(Location identification data)
=-=-=-=-=

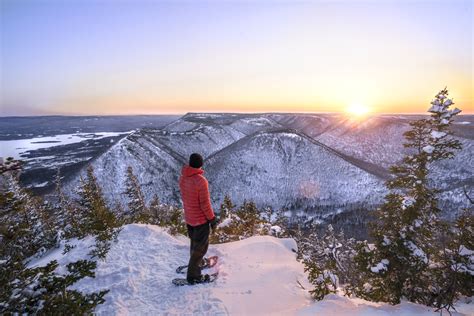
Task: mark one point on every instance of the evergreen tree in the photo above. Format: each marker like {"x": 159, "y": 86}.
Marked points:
{"x": 327, "y": 259}
{"x": 226, "y": 208}
{"x": 26, "y": 230}
{"x": 137, "y": 209}
{"x": 406, "y": 232}
{"x": 95, "y": 216}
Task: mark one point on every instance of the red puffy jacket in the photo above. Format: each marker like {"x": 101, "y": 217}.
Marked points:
{"x": 195, "y": 195}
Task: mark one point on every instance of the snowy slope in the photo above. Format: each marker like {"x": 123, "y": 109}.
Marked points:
{"x": 284, "y": 168}
{"x": 155, "y": 165}
{"x": 258, "y": 276}
{"x": 297, "y": 160}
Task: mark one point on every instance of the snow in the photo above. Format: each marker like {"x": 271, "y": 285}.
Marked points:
{"x": 407, "y": 201}
{"x": 381, "y": 266}
{"x": 464, "y": 251}
{"x": 437, "y": 134}
{"x": 257, "y": 276}
{"x": 417, "y": 251}
{"x": 226, "y": 222}
{"x": 428, "y": 149}
{"x": 15, "y": 148}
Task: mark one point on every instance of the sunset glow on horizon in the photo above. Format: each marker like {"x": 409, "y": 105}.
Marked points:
{"x": 157, "y": 57}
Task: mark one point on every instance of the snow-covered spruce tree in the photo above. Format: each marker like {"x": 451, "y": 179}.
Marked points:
{"x": 137, "y": 209}
{"x": 226, "y": 208}
{"x": 64, "y": 211}
{"x": 453, "y": 264}
{"x": 167, "y": 216}
{"x": 240, "y": 223}
{"x": 406, "y": 232}
{"x": 328, "y": 260}
{"x": 24, "y": 234}
{"x": 25, "y": 228}
{"x": 95, "y": 216}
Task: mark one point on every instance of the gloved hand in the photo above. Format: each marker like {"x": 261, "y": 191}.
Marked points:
{"x": 213, "y": 224}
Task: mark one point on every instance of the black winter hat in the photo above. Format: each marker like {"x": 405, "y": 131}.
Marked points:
{"x": 195, "y": 160}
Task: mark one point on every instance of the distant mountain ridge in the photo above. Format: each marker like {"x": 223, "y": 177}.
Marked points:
{"x": 292, "y": 161}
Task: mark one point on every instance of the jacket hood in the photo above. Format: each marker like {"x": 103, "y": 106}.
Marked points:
{"x": 188, "y": 171}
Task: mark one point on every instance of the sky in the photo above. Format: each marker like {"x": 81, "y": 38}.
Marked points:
{"x": 159, "y": 57}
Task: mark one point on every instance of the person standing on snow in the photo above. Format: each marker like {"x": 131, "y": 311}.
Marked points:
{"x": 198, "y": 214}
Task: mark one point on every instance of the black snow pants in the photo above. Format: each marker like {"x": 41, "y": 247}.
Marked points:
{"x": 199, "y": 236}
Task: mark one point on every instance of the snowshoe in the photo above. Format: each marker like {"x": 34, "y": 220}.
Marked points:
{"x": 205, "y": 278}
{"x": 207, "y": 263}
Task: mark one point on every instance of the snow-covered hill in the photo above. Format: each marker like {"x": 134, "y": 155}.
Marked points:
{"x": 287, "y": 169}
{"x": 295, "y": 160}
{"x": 257, "y": 276}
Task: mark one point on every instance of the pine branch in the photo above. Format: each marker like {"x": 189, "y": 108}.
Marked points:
{"x": 467, "y": 196}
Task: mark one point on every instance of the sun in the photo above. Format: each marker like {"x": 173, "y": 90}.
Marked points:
{"x": 358, "y": 109}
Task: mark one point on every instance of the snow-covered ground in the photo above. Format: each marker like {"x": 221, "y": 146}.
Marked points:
{"x": 15, "y": 148}
{"x": 257, "y": 276}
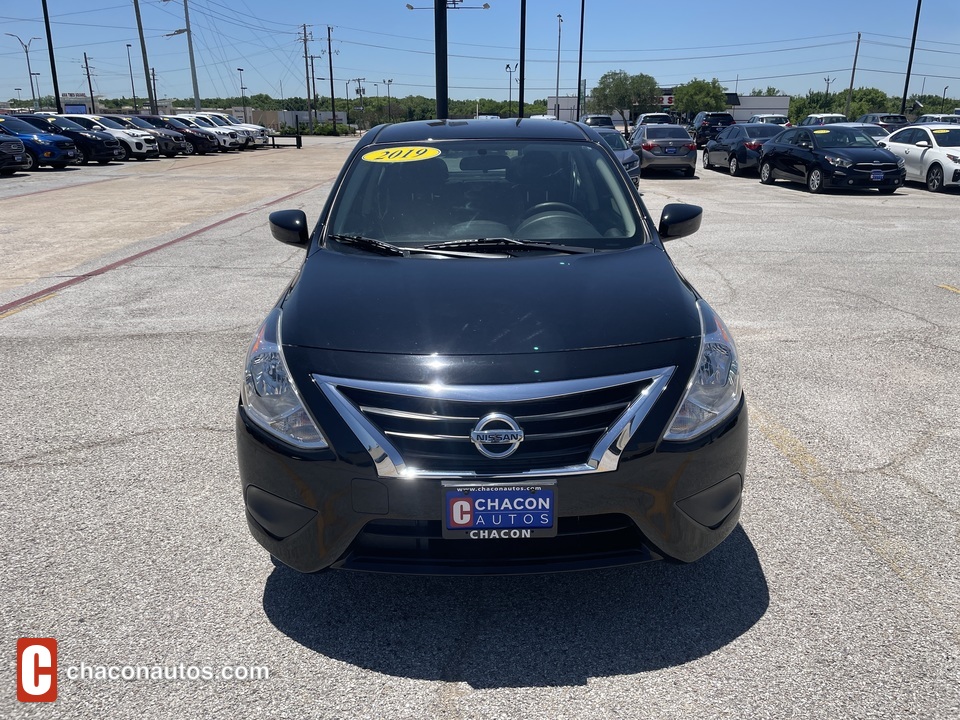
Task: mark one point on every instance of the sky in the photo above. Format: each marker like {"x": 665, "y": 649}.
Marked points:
{"x": 793, "y": 46}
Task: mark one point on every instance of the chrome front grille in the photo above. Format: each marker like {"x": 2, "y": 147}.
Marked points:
{"x": 868, "y": 167}
{"x": 569, "y": 427}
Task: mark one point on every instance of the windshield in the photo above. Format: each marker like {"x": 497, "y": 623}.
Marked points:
{"x": 667, "y": 133}
{"x": 140, "y": 122}
{"x": 947, "y": 137}
{"x": 763, "y": 131}
{"x": 16, "y": 125}
{"x": 107, "y": 122}
{"x": 842, "y": 137}
{"x": 64, "y": 124}
{"x": 615, "y": 141}
{"x": 566, "y": 193}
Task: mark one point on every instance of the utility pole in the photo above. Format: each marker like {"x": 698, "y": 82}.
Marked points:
{"x": 86, "y": 66}
{"x": 151, "y": 91}
{"x": 306, "y": 71}
{"x": 333, "y": 98}
{"x": 853, "y": 73}
{"x": 913, "y": 45}
{"x": 53, "y": 62}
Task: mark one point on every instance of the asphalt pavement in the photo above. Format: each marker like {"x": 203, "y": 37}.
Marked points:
{"x": 128, "y": 296}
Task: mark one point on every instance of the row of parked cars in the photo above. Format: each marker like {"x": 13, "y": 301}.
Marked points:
{"x": 878, "y": 150}
{"x": 32, "y": 140}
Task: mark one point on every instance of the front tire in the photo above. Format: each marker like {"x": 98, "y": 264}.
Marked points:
{"x": 815, "y": 180}
{"x": 766, "y": 173}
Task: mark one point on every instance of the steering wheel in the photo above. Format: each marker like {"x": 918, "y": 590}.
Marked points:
{"x": 552, "y": 205}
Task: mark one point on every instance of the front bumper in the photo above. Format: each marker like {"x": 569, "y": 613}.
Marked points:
{"x": 316, "y": 510}
{"x": 851, "y": 178}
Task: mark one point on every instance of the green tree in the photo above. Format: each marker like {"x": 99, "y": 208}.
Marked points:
{"x": 620, "y": 92}
{"x": 698, "y": 95}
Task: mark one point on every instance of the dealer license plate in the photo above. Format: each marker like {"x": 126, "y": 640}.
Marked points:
{"x": 483, "y": 511}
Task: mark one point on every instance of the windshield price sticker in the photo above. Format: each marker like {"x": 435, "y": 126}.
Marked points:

=-=-=-=-=

EXERCISE DETAILS => Could you print all of the data above line for line, with the pictures left out?

REPLY =>
Task: mark one point on every instance of the evergreen tree in the photo above. Format: each marker like {"x": 159, "y": 86}.
Marked points:
{"x": 327, "y": 259}
{"x": 226, "y": 208}
{"x": 26, "y": 230}
{"x": 137, "y": 209}
{"x": 406, "y": 232}
{"x": 95, "y": 216}
Task: mark one point on every instance of the red puffy jacket in the photo above. Format: each marker like {"x": 101, "y": 217}.
Marked points:
{"x": 195, "y": 195}
Task: mark one point on every instance of the snowy slope in the photo above. Format: each marker like {"x": 123, "y": 109}.
Marked points:
{"x": 284, "y": 168}
{"x": 155, "y": 165}
{"x": 258, "y": 276}
{"x": 297, "y": 160}
Task: mark one point on every instance of the snow in the photo above. Format: each marker like {"x": 271, "y": 285}.
Marked points:
{"x": 407, "y": 201}
{"x": 381, "y": 266}
{"x": 464, "y": 251}
{"x": 437, "y": 134}
{"x": 257, "y": 276}
{"x": 417, "y": 251}
{"x": 226, "y": 222}
{"x": 428, "y": 149}
{"x": 15, "y": 148}
Task: mark one point on every instance of the sunset glow on horizon in the photo above. Format: each marker like {"x": 409, "y": 105}.
Marked points:
{"x": 157, "y": 57}
Task: mark one point on every instance of the snow-covered spruce tree in the photo above. Format: each marker like {"x": 451, "y": 179}.
Marked points:
{"x": 137, "y": 209}
{"x": 226, "y": 208}
{"x": 64, "y": 211}
{"x": 453, "y": 264}
{"x": 167, "y": 216}
{"x": 240, "y": 223}
{"x": 406, "y": 232}
{"x": 328, "y": 260}
{"x": 24, "y": 234}
{"x": 25, "y": 228}
{"x": 95, "y": 216}
Task: mark one point on every instance of the gloved hand in the photo above. Format: each marker like {"x": 261, "y": 191}.
Marked points:
{"x": 213, "y": 224}
Task: mark one point on every instance of the black winter hat in the photo above. Format: each marker like {"x": 405, "y": 131}.
Marked points:
{"x": 195, "y": 160}
Task: mark one point on every instance of the distant mountain ridge in the photo above. Format: each marker like {"x": 223, "y": 177}.
Marked points:
{"x": 292, "y": 161}
Task: mark one point on every instance of the jacket hood in the photo above. Format: each marker like {"x": 103, "y": 106}.
Marked points:
{"x": 188, "y": 171}
Task: mark one point on every instance of the sky in the photo above. Format: each marker like {"x": 81, "y": 38}.
Marked points:
{"x": 159, "y": 57}
Task: mark one point on every instance of the person standing on snow in the photo above. Format: each marker like {"x": 131, "y": 311}.
Marked points:
{"x": 198, "y": 214}
Task: mark one point on every instance of the black snow pants in the photo above. Format: each marker like {"x": 41, "y": 247}.
Marked points:
{"x": 199, "y": 236}
Task: mark one point on every instance of the snowshoe in the photo above. Format: each marker like {"x": 34, "y": 220}.
Marked points:
{"x": 205, "y": 278}
{"x": 207, "y": 263}
Task: mark one point on every instance of the snow-covered hill in the photo above. Format: each marker like {"x": 134, "y": 155}.
Marked points:
{"x": 287, "y": 169}
{"x": 295, "y": 160}
{"x": 257, "y": 276}
Task: mark one point on every instance of the pine branch in the photo above. Format: each marker like {"x": 189, "y": 108}.
Marked points:
{"x": 467, "y": 196}
Task: mark one point on every instance of the sun in the photo above. Format: each marker like {"x": 173, "y": 90}.
Marked points:
{"x": 358, "y": 109}
Task: mark one point on every instance of the snow-covered ground in the photo above. Format: each marker like {"x": 221, "y": 146}.
Marked points:
{"x": 15, "y": 148}
{"x": 257, "y": 276}
Task: mark one point on every instance of the sky in the photo above. Format: each marker like {"x": 665, "y": 649}.
Marked points:
{"x": 793, "y": 46}
Task: mark one point on every instance of the chrome front grille in the photo above. Format: each marker like {"x": 2, "y": 147}.
Marked points:
{"x": 868, "y": 167}
{"x": 569, "y": 427}
Task: mark one point on every instance of the windshield in the photo above. Format: each marker like {"x": 497, "y": 623}.
Marked points:
{"x": 667, "y": 133}
{"x": 140, "y": 122}
{"x": 947, "y": 137}
{"x": 763, "y": 131}
{"x": 16, "y": 125}
{"x": 107, "y": 122}
{"x": 842, "y": 137}
{"x": 64, "y": 124}
{"x": 615, "y": 141}
{"x": 566, "y": 193}
Task: mark one point on every instance of the utility pole in the photo above. Format: each marker like {"x": 698, "y": 82}.
Marked points:
{"x": 86, "y": 66}
{"x": 151, "y": 91}
{"x": 306, "y": 71}
{"x": 333, "y": 98}
{"x": 853, "y": 73}
{"x": 913, "y": 45}
{"x": 53, "y": 62}
Task: mark one point on every instance of the asphalt pavement in the photo above. Format: each marker like {"x": 203, "y": 37}.
Marked points:
{"x": 128, "y": 296}
Task: mark one point on every instance of the row of parked cars in the photo above. Format: each marker like {"x": 13, "y": 301}.
Marked points:
{"x": 878, "y": 150}
{"x": 32, "y": 140}
Task: mark one point on every instance of the front tire in the photo above. Format: each marker like {"x": 98, "y": 264}.
Marked points:
{"x": 815, "y": 180}
{"x": 766, "y": 173}
Task: mark one point on every instance of the steering wheel in the photo above. Format: each marker like {"x": 918, "y": 590}.
Marked points:
{"x": 552, "y": 205}
Task: mark one point on every instance of the front bumper in the photo above. Format: each marker like {"x": 569, "y": 613}.
Marked points:
{"x": 316, "y": 510}
{"x": 851, "y": 178}
Task: mark one point on every instance of the green tree in the photo above. Format: each marker like {"x": 99, "y": 208}.
Marked points:
{"x": 620, "y": 92}
{"x": 698, "y": 95}
Task: mark one point on every instance of the dealer license plate in the photo above. Format: each marker like {"x": 126, "y": 640}.
Marked points:
{"x": 483, "y": 511}
Task: mark one point on every instance of the windshield price sticker in the photo above. Format: each marker like {"x": 435, "y": 126}.
Marked points:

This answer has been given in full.